§ **Prompt**: Retype every entry below exactly as it stands.

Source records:
● ● ●

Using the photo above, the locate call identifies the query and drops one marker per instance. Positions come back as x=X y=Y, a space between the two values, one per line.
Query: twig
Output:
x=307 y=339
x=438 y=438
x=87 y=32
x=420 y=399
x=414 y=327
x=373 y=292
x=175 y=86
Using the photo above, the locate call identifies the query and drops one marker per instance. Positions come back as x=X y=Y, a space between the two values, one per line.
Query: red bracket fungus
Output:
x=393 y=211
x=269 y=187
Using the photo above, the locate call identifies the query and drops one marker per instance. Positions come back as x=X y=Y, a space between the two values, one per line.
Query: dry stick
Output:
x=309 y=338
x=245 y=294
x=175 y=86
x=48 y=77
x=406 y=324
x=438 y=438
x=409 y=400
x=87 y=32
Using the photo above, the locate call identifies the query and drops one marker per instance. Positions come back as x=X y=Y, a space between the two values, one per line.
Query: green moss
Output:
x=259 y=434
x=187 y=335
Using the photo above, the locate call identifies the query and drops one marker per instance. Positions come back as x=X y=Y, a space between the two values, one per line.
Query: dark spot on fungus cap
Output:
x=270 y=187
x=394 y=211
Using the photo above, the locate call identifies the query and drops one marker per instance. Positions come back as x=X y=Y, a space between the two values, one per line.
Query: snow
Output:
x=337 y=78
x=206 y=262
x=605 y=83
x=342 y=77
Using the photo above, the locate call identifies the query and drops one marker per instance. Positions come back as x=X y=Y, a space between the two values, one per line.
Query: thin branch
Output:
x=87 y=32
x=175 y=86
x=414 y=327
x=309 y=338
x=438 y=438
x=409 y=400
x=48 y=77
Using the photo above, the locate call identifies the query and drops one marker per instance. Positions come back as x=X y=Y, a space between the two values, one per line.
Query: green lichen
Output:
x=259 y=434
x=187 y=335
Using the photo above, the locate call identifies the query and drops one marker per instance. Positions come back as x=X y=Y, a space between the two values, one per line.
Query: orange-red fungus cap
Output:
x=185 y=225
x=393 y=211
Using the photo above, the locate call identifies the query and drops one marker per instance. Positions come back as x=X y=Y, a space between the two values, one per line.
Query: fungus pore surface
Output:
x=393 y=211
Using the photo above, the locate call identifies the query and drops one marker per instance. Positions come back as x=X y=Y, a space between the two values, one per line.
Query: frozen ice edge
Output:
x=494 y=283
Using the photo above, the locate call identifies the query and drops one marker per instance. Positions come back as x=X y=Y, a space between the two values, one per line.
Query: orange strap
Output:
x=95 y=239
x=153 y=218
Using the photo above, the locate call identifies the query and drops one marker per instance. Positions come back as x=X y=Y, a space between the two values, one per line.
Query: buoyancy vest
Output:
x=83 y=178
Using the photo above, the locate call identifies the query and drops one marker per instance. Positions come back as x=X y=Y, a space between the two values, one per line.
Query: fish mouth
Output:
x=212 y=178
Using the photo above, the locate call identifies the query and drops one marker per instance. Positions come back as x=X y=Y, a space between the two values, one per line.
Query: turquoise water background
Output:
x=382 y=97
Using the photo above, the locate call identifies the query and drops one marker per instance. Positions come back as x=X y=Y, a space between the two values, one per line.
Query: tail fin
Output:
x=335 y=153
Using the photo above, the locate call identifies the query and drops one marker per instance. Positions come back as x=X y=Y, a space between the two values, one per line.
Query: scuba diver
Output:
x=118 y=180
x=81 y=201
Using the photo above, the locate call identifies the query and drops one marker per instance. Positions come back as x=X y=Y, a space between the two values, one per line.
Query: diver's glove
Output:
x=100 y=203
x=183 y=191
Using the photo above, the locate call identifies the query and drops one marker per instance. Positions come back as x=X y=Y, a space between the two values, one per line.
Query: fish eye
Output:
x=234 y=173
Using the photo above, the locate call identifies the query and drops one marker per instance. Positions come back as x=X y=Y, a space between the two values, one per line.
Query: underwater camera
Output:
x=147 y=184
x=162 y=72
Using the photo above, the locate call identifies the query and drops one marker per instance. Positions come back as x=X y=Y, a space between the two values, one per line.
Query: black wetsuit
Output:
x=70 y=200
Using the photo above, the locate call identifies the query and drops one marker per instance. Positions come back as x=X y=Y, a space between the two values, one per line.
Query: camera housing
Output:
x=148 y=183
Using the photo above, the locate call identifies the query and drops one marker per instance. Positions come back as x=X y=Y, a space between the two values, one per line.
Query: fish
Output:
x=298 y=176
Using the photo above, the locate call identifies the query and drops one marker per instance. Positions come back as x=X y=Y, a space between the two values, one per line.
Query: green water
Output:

● ● ●

§ **Exercise response**:
Using the photo above, the locate call identifies the query and drops one marker per instance. Positions come back as x=X y=Y, a space between the two values, one per line.
Query: twig
Output:
x=307 y=339
x=438 y=438
x=87 y=32
x=420 y=399
x=414 y=327
x=373 y=292
x=175 y=86
Using the photo above, the locate call identifies the query and drops one marker per instance. Positions come back as x=X y=Y, a space between the two values, one per line.
Query: red bracket fungus
Output:
x=393 y=211
x=269 y=187
Using the photo above, the locate call identifies the query and drops one marker per instance. Positions come back as x=X y=Y, a space between the two values, one per line.
Query: dry stick
Output:
x=309 y=338
x=245 y=294
x=175 y=86
x=48 y=77
x=406 y=324
x=438 y=438
x=409 y=400
x=87 y=32
Using the photo above, the locate call identifies the query and drops one marker per instance. Positions come back as x=X y=Y, a space between the two values, one per line.
Query: green moss
Output:
x=259 y=434
x=187 y=335
Using the photo above, the locate call identifies the query and drops one marker per instance. Positions come back as x=X y=Y, a space between the two values, one per line.
Query: dark spot on fungus cap
Output:
x=270 y=187
x=394 y=211
Using the photo above, the locate call identifies the query and drops one marker per instance. Positions come back as x=X y=Y, a space between the two values, one per line.
Query: snow
Output:
x=337 y=78
x=206 y=262
x=605 y=83
x=342 y=77
Using the photo above, the locate call identifies the query and drops one marker per instance. Positions come back as x=X y=Y, a space between the two values, one per line.
Query: thin branch
Output:
x=87 y=32
x=175 y=86
x=414 y=327
x=309 y=338
x=438 y=438
x=409 y=400
x=48 y=77
Using the photo above, the locate call identifies the query and drops one marker per instance. Positions come back as x=X y=Y, a space between the two values, one per line.
Query: green lichen
Output:
x=259 y=434
x=187 y=335
Using the photo above, the locate call identifies the query and drops one marker per instance. Positions come back as x=X y=Y, a space between the two values, one per line.
Query: orange-red fungus cap
Output:
x=185 y=225
x=393 y=211
Using the photo above, the locate call identifies the query and drops one marker per instance. Positions come back as x=X y=Y, a space between the two values, one per line.
Query: fungus pore surface
Output:
x=393 y=211
Using the photo above, the locate call identifies the query and drops one marker per instance. Positions come back as x=X y=Y, a space between the two values, one per line.
Query: frozen ice edge
Output:
x=494 y=283
Using the photo above, the locate call identifies the query and drops one marker per instance. Positions come back as x=X y=Y, a space between the two values, one per line.
Query: orange strap
Output:
x=95 y=239
x=153 y=218
Using the photo above, the locate call identifies the query and drops one marker per instance. Positions come back as x=X y=Y, a space between the two values, one per line.
Query: buoyancy vest
Output:
x=83 y=178
Using the photo above, the locate call identifies the query and drops one marker per instance. Positions come back as x=X y=Y, a space between the two values, one per line.
Query: fish mouth
Output:
x=212 y=178
Using the photo above, the locate call identifies the query and drops one marker per instance. Positions come back as x=X y=Y, a space between the two values, one per line.
Query: turquoise water background
Output:
x=382 y=97
Using the photo above, the locate call identifies the query and drops one marker per instance. Positions come back as x=X y=Y, a space between the two values, one per line.
Query: tail fin
Output:
x=335 y=153
Using the photo above, the locate call identifies the query and drops one marker per instance. Positions come back as x=X y=Y, a space between the two values, one per line.
Query: scuba diver
Output:
x=118 y=180
x=81 y=201
Using the photo above, the locate call identifies the query and drops one marker per instance. Positions come back as x=X y=Y, a space between the two values, one per line.
Query: diver's glove
Output:
x=100 y=203
x=183 y=191
Using the photo above, the locate call identifies the query and drops one marker per instance. Positions come back as x=X y=Y, a space between the two values, one per line.
Query: fish eye
Output:
x=234 y=173
Using the photo above, the locate call identifies the query and drops one marker per instance. Positions come back as x=X y=Y, a space between the two values, one per line.
Query: underwater camera
Output:
x=147 y=184
x=162 y=72
Using the photo above, the locate call identifies the query and drops one marker per instance. Positions come back as x=X y=Y, a space between the two values, one per line.
Query: black wetsuit
Output:
x=70 y=200
Using the photo above, the locate call identifies the query and drops one marker per instance. Positions come back as x=X y=Y, a space between the two values, one per line.
Query: camera housing
Output:
x=148 y=183
Using the photo above, the locate call identifies the query and drops one marker per instance. Positions come back as x=X y=Y, a space between the two values, one per line.
Query: fish
Output:
x=298 y=176
Using the photo above, the locate call identifies the query and drops one marker per instance. Positions come back as x=X y=Y, a space between the two values, one per line.
Query: green water
Output:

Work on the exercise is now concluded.